QUOTED PASSAGE:
Q: What are you interested in that most people find boring?
I’m highly organized! I love keeping spreadsheets and lists. I think many people would find that boring if they’re not into productivity like I am.
Q: What, other than writing, do you get excited to wake up and do?
Kickboxing! I started going to a gym earlier this year, and I love it. As a writer, I’m always sitting, so it’s a great way to get out of the house and get moving. It’s improved the way I write about fight scenes as well because it’s helped me better understand the mechanics of kicking and punching.
Q: Who is a person who has inspired you and why?
My Dad is 73, and he’s an ass kicker physically and mentally. He’s been a role model for how I want to age gracefully. He and my stepmom are super active and constantly curious people. I’ve had family members with problems like dementia, Alzheimer’s and I think a lot about brain health. How you eat and making sure you’re keeping your brain healthy and active are so important.
Q: If you could wave a magic wand and change your life or the world, what would you wish for?
Unlimited wishes! Ha:-) I’m pretty damn grateful to be alive and living in these times. I’d love to have smashing success as an author and get my books out to millions of people. But I realize it’s a long haul, and I’m lucky to be able to write and use the Internet to connect with readers. We live in truly amazing times.

GIVEN REQUEST: Reproduce the interview verbatim, beginning at the words "Q: What are" and stopping after "kicking and punching.".

Excerpts from a pointing dataset:
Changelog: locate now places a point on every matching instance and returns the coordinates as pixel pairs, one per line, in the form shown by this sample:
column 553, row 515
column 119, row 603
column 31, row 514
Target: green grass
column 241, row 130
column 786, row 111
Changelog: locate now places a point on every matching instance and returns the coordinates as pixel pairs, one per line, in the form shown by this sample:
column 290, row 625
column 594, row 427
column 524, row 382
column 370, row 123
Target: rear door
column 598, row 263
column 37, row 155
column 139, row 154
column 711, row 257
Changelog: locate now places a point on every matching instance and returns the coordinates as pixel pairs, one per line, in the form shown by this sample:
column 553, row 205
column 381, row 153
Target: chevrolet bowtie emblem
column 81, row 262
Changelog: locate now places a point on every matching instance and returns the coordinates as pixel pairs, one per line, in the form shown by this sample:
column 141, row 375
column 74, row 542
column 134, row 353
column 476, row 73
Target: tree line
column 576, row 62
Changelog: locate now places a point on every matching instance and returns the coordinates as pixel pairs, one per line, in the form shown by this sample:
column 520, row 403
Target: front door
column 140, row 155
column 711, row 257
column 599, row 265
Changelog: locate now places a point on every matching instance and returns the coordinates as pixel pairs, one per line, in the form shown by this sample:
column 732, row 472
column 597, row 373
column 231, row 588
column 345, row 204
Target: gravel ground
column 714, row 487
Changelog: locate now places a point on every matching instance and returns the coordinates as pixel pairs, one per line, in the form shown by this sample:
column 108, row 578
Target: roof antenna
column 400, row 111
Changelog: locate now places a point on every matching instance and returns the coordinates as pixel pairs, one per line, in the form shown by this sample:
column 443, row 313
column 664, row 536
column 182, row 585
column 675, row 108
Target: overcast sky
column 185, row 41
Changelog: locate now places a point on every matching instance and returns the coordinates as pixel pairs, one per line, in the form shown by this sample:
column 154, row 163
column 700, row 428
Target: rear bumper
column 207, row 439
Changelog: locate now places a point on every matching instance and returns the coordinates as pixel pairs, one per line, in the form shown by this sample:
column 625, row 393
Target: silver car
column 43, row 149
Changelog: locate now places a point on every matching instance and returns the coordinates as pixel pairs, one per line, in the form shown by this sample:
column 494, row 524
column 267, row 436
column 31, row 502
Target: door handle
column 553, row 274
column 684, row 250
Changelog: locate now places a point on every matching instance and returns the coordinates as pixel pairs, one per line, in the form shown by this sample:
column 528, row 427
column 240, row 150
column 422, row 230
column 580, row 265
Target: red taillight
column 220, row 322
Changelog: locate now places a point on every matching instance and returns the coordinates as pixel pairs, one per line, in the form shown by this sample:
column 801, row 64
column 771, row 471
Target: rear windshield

RESPONSE TO THE EXERCISE:
Q: What are you interested in that most people find boring?
I’m highly organized! I love keeping spreadsheets and lists. I think many people would find that boring if they’re not into productivity like I am.
Q: What, other than writing, do you get excited to wake up and do?
Kickboxing! I started going to a gym earlier this year, and I love it. As a writer, I’m always sitting, so it’s a great way to get out of the house and get moving. It’s improved the way I write about fight scenes as well because it’s helped me better understand the mechanics of kicking and punching.